Aim of the task :: Your answer should consist only of the lines from the line containing "Annotation task — pin every instance of the wooden" through the last line below, each repeated exactly.

Given records ::
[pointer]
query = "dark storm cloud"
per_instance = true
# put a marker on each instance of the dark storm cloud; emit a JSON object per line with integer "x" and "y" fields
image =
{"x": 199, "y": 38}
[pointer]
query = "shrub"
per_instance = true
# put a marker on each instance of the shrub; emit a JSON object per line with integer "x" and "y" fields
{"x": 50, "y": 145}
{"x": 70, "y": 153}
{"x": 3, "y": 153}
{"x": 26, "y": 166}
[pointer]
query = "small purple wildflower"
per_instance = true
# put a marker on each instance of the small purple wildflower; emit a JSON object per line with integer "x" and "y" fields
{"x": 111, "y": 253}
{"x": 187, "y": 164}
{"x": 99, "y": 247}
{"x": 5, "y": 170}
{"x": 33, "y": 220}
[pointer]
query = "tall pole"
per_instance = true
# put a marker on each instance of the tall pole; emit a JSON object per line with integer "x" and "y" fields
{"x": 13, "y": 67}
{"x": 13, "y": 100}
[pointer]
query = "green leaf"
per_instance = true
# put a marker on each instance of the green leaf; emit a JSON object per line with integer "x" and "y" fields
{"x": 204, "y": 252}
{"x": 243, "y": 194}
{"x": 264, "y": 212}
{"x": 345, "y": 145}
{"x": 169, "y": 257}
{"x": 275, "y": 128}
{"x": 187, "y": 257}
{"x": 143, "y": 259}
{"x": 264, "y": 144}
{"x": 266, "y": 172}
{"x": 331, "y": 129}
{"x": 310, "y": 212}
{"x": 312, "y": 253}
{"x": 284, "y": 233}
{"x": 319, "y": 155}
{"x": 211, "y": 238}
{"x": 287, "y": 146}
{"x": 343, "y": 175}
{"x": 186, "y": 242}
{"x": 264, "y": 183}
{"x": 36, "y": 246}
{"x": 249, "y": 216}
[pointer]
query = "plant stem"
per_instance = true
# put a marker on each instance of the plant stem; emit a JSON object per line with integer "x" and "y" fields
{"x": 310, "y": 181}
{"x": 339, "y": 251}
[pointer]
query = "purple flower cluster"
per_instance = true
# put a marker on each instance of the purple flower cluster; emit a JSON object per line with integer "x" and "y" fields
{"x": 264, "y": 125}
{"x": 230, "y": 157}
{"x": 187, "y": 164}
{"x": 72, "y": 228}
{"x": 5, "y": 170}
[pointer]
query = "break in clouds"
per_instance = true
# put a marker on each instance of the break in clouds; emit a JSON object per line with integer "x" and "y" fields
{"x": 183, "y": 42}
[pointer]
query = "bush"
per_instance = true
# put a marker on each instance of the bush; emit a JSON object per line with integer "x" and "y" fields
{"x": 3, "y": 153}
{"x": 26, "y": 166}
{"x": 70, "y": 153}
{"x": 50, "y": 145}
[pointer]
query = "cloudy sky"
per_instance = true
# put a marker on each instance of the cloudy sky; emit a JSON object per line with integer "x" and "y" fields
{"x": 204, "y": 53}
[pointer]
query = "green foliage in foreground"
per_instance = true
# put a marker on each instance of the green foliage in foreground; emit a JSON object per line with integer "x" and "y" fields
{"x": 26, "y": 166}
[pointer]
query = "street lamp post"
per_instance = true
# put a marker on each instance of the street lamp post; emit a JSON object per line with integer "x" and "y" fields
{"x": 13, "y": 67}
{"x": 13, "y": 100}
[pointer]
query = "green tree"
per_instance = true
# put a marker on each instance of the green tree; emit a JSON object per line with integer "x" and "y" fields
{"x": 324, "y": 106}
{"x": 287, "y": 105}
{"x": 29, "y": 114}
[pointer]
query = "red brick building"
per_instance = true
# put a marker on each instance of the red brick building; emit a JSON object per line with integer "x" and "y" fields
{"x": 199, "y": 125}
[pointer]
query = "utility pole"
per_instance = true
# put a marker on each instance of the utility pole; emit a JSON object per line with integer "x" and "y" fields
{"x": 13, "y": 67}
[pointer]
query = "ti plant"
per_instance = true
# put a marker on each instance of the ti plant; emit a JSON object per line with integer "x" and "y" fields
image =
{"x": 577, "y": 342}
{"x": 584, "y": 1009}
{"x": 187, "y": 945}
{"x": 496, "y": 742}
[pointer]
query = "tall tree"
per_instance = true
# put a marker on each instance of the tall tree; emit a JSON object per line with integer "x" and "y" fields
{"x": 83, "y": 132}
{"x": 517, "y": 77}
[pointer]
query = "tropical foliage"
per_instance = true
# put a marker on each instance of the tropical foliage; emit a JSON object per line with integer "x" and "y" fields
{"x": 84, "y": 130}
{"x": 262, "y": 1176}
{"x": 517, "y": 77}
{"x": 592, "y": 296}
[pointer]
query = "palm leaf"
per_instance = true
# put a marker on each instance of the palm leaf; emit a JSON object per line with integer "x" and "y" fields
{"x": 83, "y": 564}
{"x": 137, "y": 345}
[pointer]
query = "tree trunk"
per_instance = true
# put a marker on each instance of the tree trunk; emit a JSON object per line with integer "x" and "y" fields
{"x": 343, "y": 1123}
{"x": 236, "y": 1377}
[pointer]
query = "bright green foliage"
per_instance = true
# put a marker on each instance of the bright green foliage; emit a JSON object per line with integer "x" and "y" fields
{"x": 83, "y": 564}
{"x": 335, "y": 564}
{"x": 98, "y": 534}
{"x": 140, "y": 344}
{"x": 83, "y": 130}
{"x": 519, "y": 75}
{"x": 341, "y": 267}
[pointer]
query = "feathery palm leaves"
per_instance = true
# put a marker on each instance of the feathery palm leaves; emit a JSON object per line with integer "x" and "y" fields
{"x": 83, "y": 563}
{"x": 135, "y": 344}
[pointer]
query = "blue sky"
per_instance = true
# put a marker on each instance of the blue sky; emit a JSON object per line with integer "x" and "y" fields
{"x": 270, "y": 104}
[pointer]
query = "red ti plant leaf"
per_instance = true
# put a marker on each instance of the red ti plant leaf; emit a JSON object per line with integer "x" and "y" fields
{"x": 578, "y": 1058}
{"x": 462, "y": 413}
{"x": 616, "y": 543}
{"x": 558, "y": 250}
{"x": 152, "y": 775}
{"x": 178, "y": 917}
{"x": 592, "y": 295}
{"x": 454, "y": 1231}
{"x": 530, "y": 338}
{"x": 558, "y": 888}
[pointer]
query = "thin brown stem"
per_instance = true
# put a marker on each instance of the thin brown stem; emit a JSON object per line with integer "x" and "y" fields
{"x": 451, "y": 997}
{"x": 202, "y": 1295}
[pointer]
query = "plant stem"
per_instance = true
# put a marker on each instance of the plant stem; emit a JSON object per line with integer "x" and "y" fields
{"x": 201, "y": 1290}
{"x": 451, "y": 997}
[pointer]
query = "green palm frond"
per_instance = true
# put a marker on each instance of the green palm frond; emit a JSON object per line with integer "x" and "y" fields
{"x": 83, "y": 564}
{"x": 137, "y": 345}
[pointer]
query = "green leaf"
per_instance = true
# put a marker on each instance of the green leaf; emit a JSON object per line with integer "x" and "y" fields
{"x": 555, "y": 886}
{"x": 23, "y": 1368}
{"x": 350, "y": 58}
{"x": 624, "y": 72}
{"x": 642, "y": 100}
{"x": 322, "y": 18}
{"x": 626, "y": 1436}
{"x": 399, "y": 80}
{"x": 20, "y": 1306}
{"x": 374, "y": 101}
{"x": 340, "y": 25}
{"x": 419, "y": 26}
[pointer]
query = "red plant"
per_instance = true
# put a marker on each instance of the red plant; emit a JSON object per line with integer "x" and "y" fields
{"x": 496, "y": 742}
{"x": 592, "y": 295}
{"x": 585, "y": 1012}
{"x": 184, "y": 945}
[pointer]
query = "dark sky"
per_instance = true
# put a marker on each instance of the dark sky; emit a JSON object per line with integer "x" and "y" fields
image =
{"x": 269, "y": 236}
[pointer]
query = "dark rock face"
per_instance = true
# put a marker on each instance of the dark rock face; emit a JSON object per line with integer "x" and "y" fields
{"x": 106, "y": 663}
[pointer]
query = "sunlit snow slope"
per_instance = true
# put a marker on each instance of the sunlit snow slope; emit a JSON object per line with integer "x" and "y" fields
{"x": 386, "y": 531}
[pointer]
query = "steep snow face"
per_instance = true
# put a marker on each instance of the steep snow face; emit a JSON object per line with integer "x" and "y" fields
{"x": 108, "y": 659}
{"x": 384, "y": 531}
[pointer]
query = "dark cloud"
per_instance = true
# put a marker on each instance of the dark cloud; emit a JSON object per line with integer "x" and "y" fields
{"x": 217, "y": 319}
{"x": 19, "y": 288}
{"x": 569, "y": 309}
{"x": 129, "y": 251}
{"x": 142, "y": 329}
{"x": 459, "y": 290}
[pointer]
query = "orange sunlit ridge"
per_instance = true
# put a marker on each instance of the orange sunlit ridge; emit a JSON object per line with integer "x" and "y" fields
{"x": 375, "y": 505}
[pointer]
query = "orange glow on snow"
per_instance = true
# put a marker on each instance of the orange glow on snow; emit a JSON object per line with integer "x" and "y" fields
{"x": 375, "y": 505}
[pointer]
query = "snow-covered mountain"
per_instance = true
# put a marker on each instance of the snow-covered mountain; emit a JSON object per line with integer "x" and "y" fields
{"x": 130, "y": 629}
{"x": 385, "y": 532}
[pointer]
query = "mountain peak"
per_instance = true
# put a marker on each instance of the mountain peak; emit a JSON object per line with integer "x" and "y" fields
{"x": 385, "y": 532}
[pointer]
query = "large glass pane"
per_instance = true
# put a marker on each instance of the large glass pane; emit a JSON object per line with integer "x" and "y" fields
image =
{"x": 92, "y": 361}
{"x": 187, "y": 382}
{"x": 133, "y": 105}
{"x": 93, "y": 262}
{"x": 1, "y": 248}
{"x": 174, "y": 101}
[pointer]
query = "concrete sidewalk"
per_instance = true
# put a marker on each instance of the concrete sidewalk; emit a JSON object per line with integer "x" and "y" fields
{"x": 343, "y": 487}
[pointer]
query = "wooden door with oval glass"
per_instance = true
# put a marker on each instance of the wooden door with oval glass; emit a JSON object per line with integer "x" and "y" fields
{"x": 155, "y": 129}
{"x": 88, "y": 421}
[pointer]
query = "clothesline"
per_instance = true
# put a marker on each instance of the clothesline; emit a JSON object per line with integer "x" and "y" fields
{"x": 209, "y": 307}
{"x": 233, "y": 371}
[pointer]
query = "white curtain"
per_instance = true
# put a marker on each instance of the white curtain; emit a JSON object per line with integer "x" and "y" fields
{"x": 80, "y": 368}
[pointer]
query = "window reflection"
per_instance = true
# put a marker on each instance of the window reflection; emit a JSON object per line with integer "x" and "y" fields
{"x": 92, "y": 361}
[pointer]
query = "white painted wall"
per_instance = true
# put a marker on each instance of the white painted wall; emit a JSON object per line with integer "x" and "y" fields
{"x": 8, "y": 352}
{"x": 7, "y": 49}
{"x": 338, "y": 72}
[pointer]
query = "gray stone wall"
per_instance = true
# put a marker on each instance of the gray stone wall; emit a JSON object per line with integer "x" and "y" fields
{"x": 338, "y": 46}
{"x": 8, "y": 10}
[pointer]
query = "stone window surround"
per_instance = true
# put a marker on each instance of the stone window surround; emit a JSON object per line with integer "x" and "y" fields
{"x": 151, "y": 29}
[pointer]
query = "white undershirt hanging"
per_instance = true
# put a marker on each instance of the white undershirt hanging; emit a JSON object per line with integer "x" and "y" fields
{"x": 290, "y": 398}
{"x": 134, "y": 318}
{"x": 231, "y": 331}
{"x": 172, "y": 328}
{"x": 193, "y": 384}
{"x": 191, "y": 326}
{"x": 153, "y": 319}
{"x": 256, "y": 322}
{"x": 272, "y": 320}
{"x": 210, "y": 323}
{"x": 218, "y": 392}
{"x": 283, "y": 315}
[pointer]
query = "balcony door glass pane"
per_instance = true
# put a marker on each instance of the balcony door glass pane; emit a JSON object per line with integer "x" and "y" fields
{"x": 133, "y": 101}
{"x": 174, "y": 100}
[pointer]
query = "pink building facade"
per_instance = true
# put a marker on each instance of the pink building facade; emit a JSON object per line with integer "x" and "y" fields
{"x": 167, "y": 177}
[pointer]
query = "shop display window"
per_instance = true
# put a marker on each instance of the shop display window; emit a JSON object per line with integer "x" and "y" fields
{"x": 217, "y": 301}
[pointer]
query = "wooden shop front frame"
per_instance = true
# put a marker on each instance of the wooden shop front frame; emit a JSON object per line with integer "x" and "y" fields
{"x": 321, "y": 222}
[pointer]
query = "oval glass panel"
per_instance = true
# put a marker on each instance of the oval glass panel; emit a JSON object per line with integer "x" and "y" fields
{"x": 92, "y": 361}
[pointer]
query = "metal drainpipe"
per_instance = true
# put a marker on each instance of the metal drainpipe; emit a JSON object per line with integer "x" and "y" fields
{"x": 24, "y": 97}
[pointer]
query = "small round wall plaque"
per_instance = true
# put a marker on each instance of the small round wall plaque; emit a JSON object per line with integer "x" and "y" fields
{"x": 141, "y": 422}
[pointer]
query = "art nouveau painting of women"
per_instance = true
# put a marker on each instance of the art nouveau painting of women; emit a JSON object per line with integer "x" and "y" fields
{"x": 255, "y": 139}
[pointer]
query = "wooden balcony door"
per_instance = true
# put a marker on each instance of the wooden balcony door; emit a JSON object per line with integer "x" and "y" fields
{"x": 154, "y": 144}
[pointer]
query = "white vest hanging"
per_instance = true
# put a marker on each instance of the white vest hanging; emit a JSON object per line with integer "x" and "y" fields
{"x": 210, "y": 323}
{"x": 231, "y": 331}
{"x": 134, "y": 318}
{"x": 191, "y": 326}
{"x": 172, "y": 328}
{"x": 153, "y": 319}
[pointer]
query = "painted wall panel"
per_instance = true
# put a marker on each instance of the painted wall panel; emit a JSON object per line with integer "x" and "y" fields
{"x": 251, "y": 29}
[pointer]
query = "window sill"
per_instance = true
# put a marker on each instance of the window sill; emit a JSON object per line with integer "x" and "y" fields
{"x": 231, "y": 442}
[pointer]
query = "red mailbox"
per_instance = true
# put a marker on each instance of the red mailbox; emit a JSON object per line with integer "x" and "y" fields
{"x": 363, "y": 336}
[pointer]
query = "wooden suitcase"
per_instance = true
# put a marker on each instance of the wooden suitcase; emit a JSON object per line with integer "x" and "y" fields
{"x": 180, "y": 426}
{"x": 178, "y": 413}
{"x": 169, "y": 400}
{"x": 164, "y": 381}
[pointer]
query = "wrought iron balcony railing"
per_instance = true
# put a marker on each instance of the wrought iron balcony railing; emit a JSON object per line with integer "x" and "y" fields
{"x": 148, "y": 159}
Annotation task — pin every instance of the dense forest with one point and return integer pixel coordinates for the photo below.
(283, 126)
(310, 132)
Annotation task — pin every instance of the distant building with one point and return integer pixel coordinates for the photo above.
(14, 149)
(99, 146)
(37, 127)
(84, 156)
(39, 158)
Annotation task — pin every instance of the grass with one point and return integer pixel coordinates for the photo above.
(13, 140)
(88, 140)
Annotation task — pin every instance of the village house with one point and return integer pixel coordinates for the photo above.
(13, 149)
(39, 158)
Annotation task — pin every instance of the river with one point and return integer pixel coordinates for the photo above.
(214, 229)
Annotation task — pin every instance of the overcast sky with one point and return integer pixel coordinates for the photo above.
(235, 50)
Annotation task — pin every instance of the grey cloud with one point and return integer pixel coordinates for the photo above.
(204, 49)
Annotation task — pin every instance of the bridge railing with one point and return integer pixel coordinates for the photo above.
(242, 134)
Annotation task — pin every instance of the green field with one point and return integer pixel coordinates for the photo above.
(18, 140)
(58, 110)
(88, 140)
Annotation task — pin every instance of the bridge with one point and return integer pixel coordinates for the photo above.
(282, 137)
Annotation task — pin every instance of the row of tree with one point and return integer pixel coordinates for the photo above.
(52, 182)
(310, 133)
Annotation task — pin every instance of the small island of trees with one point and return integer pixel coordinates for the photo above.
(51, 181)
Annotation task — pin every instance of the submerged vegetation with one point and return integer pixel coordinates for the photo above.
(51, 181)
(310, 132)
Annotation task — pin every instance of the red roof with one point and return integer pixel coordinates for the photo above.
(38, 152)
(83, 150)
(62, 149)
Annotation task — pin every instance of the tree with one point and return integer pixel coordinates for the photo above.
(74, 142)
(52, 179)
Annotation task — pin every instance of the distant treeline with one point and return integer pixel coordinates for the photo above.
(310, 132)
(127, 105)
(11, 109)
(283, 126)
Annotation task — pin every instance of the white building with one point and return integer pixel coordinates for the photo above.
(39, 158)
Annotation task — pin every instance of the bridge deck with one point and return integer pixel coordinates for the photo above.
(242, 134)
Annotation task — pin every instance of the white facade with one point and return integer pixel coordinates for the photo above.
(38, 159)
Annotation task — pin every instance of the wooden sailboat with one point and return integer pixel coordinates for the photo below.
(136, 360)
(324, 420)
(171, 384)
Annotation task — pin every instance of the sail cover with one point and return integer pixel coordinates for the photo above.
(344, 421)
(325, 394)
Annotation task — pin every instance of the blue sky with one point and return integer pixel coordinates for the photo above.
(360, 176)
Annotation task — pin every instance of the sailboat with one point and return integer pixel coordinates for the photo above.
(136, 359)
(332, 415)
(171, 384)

Written answer ::
Annotation task — pin every instance of the wooden sailboat with one point and return integer pixel coordinates for the photo below.
(136, 360)
(324, 420)
(171, 384)
Annotation task — pin every instance of the sail cover with one point and return integer pixel coordinates for the photo above.
(344, 421)
(325, 394)
Annotation task — pin every instance of the blue sky with one point and return integer pixel coordinates for the photo above.
(360, 176)
Annotation task — pin every instance of the sailboat with one point and return integer pixel coordinates for the photo above.
(136, 359)
(332, 415)
(171, 384)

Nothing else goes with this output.